# [EXTRACTED TEXT]

::::

But as Emile Durkheim (1858-1917) once noted:
‘If, in activities that almost completely fill all of our days, we follow no rule save that of our own self-interest, as we understand it, how then can we acquire a taste for altruism, for forgetfulness of self and sacrifice? Thus the lack of any economic discipline cannot fail to produce damaging social effects that spill over beyond the economic sphere, bringing with it a decline in morality.’’(3)
One wonders whether or not Ms Rand actually believes in her virulent anti-social messages, or, what I rather suspect, she is simply out to shock the more gullible by voicing what are in essence simply crackpot outpourings.
That being said she certainly has a following particularly among those well-heeled denizens who seem intoxicated with these rantings.
IT’S THE ECONOMY STUPID
Turning to economics the situation goes from bad to worse. This is hardly surprising since the attempt to abolish the trade cycle, a rather eccentric and fashionable notion since the early 1980s, was bound to result in an economic nemesis. It has been argued that:
‘’Whilst all capitalist systems are premised on the monopolisation on the gains of growth by the people who own the assets, under finance led growth these dynamics become more extreme. Rising private debt might conceal this fact during the upswing of the economic cycle, but when the downturn hits it becomes clear that finance-led growth is based upon trickle-up economics, in which the gains of the wealthy come directly at the expense of ordinary people. This is because financialization involves the extraction of economic rents from the production process – income derived from the ownership of existing assets that does not create any new value. (4)

::::

Source data:
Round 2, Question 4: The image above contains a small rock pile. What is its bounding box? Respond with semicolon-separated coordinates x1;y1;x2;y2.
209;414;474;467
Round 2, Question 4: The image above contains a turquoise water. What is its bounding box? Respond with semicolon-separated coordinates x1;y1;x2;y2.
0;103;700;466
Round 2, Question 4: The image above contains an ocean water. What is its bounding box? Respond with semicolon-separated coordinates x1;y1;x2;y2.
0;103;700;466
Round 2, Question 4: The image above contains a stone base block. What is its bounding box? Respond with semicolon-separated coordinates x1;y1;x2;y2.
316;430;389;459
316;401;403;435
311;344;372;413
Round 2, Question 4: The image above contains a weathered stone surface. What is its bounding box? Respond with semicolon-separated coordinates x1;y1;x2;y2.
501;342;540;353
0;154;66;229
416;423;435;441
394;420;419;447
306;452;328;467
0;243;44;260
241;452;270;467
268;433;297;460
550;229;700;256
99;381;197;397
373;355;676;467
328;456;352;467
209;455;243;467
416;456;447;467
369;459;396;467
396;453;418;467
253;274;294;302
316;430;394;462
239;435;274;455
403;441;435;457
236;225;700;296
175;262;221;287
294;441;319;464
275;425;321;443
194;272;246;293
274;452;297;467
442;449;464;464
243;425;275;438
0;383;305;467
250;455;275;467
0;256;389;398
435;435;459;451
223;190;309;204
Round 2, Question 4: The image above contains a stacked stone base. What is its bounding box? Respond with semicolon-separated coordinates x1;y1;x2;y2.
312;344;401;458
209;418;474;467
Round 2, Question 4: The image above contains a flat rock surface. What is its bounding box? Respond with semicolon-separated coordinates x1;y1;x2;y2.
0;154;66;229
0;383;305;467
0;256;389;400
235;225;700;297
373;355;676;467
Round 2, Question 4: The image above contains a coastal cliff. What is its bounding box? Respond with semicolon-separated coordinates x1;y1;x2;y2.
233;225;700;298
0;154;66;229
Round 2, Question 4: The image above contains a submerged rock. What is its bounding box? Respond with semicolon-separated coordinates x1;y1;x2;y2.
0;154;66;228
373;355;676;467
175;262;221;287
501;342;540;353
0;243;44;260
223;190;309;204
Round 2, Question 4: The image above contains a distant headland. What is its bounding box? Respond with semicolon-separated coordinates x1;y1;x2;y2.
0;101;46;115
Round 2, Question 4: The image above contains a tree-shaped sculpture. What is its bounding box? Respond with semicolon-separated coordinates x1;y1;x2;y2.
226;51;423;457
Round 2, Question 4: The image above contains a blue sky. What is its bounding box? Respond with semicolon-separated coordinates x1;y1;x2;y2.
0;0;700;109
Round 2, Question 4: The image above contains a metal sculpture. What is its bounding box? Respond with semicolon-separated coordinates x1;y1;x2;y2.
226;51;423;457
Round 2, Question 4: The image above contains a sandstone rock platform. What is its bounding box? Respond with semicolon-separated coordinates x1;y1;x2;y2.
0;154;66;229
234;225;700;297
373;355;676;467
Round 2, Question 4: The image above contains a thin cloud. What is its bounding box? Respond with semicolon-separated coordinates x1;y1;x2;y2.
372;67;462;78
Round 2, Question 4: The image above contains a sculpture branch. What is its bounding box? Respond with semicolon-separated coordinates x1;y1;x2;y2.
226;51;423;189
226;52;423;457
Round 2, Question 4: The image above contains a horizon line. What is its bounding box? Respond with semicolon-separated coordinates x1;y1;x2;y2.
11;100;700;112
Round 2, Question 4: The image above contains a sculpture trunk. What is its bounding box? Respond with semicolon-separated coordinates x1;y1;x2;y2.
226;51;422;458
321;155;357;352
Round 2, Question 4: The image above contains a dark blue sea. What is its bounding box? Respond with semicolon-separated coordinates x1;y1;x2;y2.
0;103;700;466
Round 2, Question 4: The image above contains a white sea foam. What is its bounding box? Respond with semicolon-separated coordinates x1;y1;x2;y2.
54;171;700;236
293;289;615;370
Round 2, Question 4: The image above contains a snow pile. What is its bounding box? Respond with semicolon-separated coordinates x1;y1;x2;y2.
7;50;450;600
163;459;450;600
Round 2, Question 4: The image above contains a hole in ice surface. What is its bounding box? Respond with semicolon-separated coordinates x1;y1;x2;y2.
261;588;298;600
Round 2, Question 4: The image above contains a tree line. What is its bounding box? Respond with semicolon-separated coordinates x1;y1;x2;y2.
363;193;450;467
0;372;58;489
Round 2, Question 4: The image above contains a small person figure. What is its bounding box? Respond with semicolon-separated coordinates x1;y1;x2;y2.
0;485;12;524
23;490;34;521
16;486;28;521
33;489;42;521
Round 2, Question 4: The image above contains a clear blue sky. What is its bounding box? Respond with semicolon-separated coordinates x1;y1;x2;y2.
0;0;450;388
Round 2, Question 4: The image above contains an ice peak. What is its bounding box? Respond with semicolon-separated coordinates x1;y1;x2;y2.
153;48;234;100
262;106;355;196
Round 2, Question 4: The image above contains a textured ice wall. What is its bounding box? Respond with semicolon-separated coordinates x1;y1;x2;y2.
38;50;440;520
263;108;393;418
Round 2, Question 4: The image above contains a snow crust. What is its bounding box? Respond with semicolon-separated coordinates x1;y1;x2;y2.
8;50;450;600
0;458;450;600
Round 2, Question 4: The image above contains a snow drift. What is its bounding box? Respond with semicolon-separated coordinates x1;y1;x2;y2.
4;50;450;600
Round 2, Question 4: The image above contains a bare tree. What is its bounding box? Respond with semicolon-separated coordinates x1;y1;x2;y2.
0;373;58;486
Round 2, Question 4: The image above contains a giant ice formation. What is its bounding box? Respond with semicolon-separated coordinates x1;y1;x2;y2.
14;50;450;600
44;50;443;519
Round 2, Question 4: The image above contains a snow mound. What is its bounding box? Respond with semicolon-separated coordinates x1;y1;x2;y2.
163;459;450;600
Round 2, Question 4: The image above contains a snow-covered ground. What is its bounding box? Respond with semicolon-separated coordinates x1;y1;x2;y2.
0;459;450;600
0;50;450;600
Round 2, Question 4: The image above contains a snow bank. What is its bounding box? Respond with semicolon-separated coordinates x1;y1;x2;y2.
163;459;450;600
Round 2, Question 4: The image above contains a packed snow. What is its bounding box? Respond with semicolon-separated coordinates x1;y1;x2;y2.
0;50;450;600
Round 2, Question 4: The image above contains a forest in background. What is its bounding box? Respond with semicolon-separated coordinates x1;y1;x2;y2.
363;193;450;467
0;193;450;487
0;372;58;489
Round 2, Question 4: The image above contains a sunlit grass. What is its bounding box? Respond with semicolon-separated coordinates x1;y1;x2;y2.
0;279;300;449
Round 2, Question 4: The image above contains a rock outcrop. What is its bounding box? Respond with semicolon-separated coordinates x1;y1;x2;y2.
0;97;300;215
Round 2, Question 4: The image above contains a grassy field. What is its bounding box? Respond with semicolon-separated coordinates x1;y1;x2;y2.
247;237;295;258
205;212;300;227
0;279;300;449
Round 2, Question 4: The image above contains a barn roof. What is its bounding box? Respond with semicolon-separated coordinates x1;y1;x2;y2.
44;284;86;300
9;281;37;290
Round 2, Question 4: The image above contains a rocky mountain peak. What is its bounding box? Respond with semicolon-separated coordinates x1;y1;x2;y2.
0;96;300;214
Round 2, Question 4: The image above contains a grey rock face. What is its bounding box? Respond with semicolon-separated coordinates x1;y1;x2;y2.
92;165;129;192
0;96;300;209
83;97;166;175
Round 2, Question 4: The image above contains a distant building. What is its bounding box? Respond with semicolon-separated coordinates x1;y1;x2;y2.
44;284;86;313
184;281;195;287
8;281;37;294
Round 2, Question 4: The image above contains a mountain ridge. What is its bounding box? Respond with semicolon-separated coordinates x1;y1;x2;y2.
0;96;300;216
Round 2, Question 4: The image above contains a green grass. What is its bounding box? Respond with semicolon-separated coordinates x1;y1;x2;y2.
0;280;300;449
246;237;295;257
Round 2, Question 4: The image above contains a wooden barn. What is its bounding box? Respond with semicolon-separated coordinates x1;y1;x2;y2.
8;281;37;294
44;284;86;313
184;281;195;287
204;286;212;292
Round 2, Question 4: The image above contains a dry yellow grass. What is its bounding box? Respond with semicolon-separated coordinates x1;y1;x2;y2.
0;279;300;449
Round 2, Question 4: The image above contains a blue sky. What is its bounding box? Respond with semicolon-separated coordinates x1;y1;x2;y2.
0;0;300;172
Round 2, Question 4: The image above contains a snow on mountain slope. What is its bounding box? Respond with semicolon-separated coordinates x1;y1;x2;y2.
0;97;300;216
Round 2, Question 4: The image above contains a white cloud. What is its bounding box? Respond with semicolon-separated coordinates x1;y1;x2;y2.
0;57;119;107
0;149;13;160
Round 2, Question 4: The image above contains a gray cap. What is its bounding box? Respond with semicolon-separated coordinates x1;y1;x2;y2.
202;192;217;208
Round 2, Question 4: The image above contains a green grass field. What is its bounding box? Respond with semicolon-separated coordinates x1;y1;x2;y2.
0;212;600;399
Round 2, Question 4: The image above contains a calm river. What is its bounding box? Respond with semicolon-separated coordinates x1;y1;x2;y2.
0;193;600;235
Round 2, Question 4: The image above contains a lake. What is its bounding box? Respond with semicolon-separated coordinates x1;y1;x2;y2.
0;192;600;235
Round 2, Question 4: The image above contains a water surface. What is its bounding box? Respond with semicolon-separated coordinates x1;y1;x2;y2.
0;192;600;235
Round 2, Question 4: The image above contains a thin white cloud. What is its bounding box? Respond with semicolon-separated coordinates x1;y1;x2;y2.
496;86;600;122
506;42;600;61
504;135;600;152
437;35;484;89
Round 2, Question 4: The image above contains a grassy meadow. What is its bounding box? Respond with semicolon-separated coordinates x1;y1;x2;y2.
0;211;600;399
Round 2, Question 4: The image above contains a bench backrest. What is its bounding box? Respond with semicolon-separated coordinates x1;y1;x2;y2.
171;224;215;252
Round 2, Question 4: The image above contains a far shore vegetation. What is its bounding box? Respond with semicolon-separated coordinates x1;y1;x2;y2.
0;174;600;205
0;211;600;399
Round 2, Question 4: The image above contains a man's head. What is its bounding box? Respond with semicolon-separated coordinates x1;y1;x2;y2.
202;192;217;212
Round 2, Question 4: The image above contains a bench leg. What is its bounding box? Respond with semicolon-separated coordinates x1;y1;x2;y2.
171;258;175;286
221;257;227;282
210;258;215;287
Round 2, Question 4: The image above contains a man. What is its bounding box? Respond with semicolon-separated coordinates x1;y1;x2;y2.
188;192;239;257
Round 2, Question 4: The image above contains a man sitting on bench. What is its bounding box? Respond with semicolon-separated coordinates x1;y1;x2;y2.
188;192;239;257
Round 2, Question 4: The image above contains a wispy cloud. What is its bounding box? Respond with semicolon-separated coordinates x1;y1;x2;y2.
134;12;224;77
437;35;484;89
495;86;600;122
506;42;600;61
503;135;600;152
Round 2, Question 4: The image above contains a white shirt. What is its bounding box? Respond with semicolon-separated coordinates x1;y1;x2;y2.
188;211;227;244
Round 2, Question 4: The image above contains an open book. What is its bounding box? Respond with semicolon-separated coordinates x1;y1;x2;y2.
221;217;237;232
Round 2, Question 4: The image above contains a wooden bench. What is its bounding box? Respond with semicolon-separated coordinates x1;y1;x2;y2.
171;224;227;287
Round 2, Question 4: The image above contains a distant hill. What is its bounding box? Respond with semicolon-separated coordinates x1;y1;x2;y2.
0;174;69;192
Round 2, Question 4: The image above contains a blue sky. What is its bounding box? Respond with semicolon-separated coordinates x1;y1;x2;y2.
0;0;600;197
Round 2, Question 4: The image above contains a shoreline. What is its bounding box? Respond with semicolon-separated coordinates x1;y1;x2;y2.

::::

# [TO-DO LIST]
A. According to the essay excerpt on Rand and the economy, since when has the attempt to abolish the trade cycle been a fashionable notion?
B. Write what comes next in the essay excerpt on Rand and finance-led growth, picking up after its final sentence.

# [SET OF ANSWERS]
A. Since the early 1980s.

B.
Paper currency is not value, it is a claim on value, a promissory note. Value is produced in the production process, whereas economic rent – rent on land, titles of future ownership claims (stocks, shares, bonds) monopolistic pricing, patents – is produced in the extractive process. It is fictitious capital. The financial economy is essentially parasitic on the productive economy.
When corporations generate ‘growth’ it should be understood that the Central Bank enables this ‘growth’ when it showers the same corporations with QE monies who simply buy-back their own shares/stocks and become richer! In the same manner when large corporations buy other smaller businesses – through mergers and acquisitions M&A, they also become ‘richer’ but in fact no new wealth has been created, what has occurred is a shift of wealth from one sector of the economy to another, this is a zero-sum game where the central bank determines the winners and losers in this rigged fixture: the rich get richer and the poor get poorer. Another side of this process is the increasing market concentration with the growth of monopolies/oligopolies and the monopoly rents that go with it.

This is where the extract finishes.